⟨

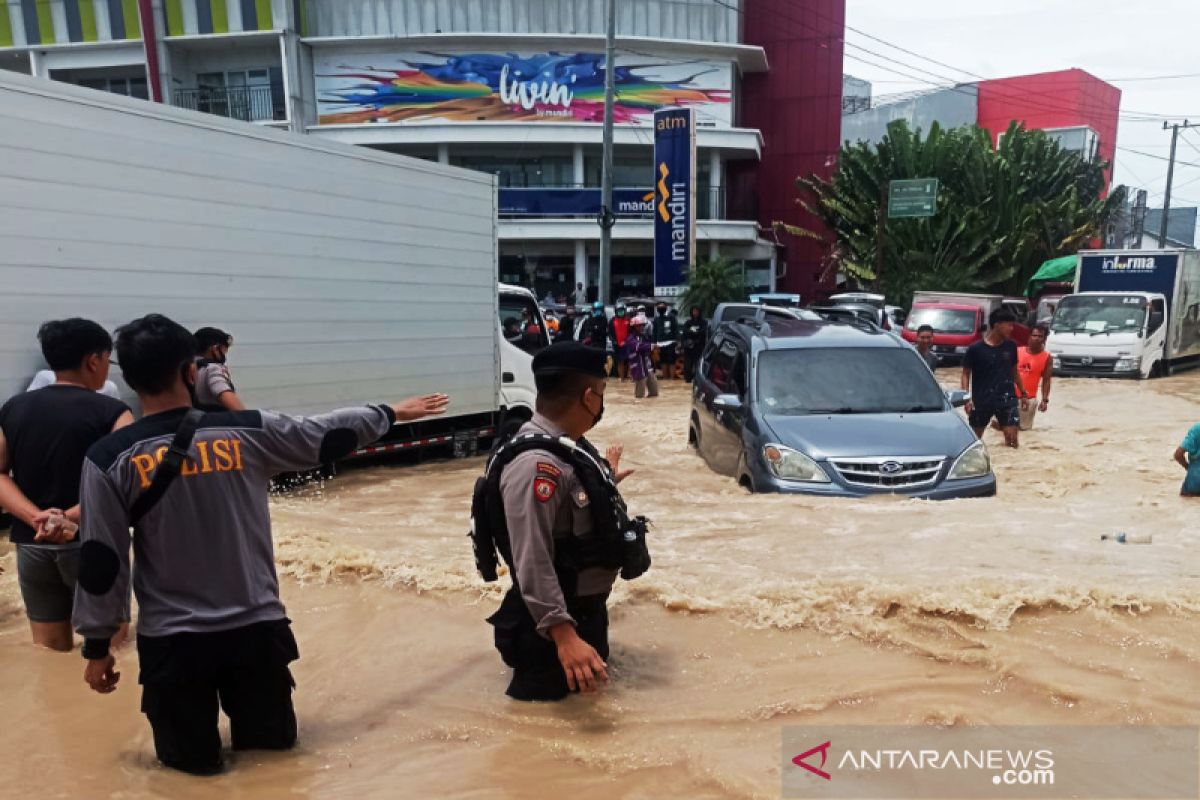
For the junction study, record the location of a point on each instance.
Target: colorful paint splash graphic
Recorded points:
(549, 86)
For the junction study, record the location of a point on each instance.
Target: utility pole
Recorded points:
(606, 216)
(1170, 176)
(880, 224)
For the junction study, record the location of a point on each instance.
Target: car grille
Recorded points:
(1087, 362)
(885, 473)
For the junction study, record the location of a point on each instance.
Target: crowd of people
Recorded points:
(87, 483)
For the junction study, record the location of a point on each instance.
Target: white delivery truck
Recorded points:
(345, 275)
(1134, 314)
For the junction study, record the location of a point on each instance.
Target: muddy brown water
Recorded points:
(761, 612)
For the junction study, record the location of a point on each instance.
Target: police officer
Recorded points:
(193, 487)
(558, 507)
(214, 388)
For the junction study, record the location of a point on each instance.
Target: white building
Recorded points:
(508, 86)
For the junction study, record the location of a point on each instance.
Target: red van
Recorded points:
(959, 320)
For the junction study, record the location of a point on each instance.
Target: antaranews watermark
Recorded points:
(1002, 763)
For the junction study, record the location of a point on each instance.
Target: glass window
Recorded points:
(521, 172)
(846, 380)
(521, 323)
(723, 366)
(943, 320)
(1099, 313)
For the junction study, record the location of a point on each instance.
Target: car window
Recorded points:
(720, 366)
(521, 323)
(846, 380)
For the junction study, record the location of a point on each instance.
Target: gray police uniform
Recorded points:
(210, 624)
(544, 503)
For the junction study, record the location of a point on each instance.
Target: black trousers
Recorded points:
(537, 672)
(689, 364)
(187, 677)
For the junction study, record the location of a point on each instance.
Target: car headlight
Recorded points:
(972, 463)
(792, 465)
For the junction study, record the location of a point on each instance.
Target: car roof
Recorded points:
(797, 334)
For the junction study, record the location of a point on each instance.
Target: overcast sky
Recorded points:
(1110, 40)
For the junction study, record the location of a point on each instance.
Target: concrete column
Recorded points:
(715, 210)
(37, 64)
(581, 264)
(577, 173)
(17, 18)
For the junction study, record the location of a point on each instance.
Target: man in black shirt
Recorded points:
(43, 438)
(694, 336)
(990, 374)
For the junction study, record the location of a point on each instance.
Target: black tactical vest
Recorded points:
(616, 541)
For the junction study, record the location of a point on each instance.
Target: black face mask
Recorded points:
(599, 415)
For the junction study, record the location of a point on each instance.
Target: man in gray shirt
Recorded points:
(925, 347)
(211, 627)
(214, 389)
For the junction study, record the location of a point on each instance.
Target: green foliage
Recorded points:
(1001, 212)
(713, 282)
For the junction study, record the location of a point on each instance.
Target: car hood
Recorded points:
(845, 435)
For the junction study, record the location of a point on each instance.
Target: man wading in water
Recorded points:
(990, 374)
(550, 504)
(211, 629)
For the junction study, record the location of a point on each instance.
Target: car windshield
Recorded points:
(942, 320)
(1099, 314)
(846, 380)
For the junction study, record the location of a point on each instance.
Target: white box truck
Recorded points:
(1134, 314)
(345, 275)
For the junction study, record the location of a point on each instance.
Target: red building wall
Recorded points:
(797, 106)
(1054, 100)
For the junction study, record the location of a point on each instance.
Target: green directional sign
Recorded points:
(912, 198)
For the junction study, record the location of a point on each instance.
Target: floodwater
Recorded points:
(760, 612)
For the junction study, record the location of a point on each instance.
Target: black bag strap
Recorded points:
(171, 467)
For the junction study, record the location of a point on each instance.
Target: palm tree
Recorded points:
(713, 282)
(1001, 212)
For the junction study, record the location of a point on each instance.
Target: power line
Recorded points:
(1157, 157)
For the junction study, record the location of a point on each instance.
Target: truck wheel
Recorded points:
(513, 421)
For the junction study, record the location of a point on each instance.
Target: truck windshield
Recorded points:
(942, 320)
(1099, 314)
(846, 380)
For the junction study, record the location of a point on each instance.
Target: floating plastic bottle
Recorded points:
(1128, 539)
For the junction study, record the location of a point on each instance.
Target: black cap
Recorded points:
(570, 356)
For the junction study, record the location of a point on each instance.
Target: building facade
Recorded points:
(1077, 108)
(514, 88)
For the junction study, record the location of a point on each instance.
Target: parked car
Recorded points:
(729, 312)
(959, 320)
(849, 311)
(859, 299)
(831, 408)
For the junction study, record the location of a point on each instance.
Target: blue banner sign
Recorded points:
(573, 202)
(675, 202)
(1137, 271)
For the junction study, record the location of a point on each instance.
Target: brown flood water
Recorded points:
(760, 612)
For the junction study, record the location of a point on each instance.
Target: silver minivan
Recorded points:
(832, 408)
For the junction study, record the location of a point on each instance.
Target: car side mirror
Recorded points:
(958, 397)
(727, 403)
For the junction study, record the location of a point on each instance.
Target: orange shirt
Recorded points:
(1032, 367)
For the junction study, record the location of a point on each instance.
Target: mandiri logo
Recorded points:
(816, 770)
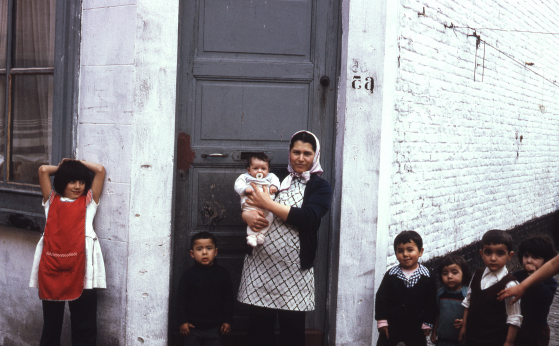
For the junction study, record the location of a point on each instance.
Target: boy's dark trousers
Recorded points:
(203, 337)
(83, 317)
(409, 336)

⟩

Prompt
Only the text of the entries above is to be given again, exactly, with the pictures left out.

Response box
For the junction study, record the location of a point on each instance.
Target: colorful paint splash graphic
Recorded points:
(549, 86)
For the junction study, record the location of a point on each instance.
Target: utility pole
Recorded points:
(606, 216)
(1170, 176)
(880, 224)
For the junction study, record the location of a point on each instance.
Target: car grille
Recorded points:
(1087, 362)
(885, 473)
For the junction study, record the location of a point on each instance.
Target: crowd of people
Recorded points:
(87, 483)
For the junction study, record the location of a point on each instance.
Target: white delivery truck
Recorded points:
(345, 275)
(1134, 314)
For the junction study, record the location of a point on each instance.
Target: muddy brown water
Recorded points:
(761, 612)
For the junction study, record the location of a point on each instance.
Target: police officer
Recorded points:
(193, 487)
(558, 507)
(214, 388)
For the junction study, record the location of a point on each instance.
Target: white building
Recorded points:
(508, 86)
For the junction study, record the location of a point on each instance.
Target: red van
Recorded points:
(959, 320)
For the junction study, record the location of a point on each instance.
Target: antaranews watermark
Recorded points:
(1002, 763)
For the junction study, record the location of a point on each instance.
Target: glass window
Recorded points:
(521, 172)
(846, 380)
(521, 323)
(723, 366)
(943, 320)
(1099, 313)
For the junction study, record the location of a point on each instance.
Target: car window
Recorded points:
(720, 366)
(521, 323)
(846, 380)
For the junction study, record the location of a point on each instance.
Target: gray police uniform
Recorded points:
(210, 624)
(544, 503)
For the junction study, record the location of a point on each instance.
Target: black trousers
Recorded points:
(537, 672)
(689, 364)
(187, 677)
For the junction study, record the location of a point on each instance.
Target: car headlight
Recorded points:
(972, 463)
(792, 465)
For the junction study, record the location of a point on each instance.
Target: car roof
Recorded points:
(797, 334)
For the junction study, record the location of a point on each instance.
Target: overcast sky
Recorded points:
(1110, 40)
For the junction study, record the location of a point on each instance.
Target: concrete column
Recorded points:
(715, 210)
(37, 64)
(581, 264)
(577, 173)
(17, 18)
For the junction study, record the location of a point on each instance.
Target: man in black shirt
Recorded points:
(43, 438)
(694, 336)
(990, 374)
For the junction study, record the location of a point on each instance.
Target: black tactical vest
Recorded points:
(616, 541)
For the junction study, record the location of a point on each instance.
Target: black face mask
Recorded points:
(599, 415)
For the junction study, record the location of a point on each instance.
Target: man in gray shirt
Recorded points:
(925, 347)
(211, 627)
(214, 389)
For the junction study, record the location of a point on each instance.
Target: green foliage
Recorded points:
(1001, 212)
(713, 282)
For the junction study, record the location of a point on each instance.
Target: car hood
Recorded points:
(845, 435)
For the junction study, record the location of a point on each instance.
Target: man wading in water
Recorded points:
(990, 374)
(550, 504)
(211, 629)
For the junction study, record the location of a point on each instance.
Target: car windshield
Recorded points:
(942, 320)
(1099, 314)
(846, 380)
For the junction study, record the location of a point on each instance.
Target: white box truck
Recorded points:
(1134, 314)
(345, 275)
For the junction study, record the location of a point on each instance.
Target: red building wall
Recorded points:
(797, 106)
(1054, 100)
For the junction study, record the location of a point on each instance.
Target: green directional sign
Recorded points:
(912, 198)
For the junction study, record the location of a point on each instance.
Target: floodwater
Recorded points:
(760, 612)
For the junction study, record the location of a point on each instance.
Target: black bag strap
Recorded points:
(171, 467)
For the junction study, record the location of a point on each instance.
Target: palm tree
Recorded points:
(713, 282)
(1001, 212)
For the junction study, record the location of a point on each instance.
Target: power line
Recorded points:
(1157, 157)
For the junction study, record the location of a point on each instance.
Target: truck wheel
Recorded points:
(513, 421)
For the junction study, record the location of a point on each instance.
Target: truck windshield
Recorded points:
(942, 320)
(1099, 314)
(846, 380)
For the junction study, record the location of a point on each instance.
Target: floating plastic bottle
Recorded points:
(1128, 539)
For the junction study, record the location of a point on each instance.
Target: black cap
Recorded points:
(570, 356)
For the junction study, record the location of a point on each instance.
Target: building facade
Recorded points:
(1077, 108)
(514, 88)
For the junction study, record the location of a point on each instance.
Target: parked car
Recorded points:
(729, 312)
(959, 320)
(849, 311)
(859, 299)
(831, 408)
For the junction study, record the location of a point on each instance.
Target: blue banner sign
Recorded points:
(573, 202)
(675, 202)
(1137, 271)
For the junction study, record the location of a point on each instance.
Target: brown flood water
Recorded points:
(760, 612)
For the junction study, record the location of a point on each instance.
Target: silver minivan
Recorded points:
(832, 408)
For the junction study, record the location of a point on each instance.
Target: car side mirror
Recorded points:
(958, 397)
(727, 403)
For the junction study, record the location of a point on each instance.
Target: orange shirt
Recorded points:
(1032, 367)
For the junction study, record the location of a point on each instance.
Target: mandiri logo
Recorded points:
(816, 770)
For the junction study, record the location of a point on each instance.
Target: boy's dark trousers
Recorded points:
(203, 337)
(83, 317)
(409, 336)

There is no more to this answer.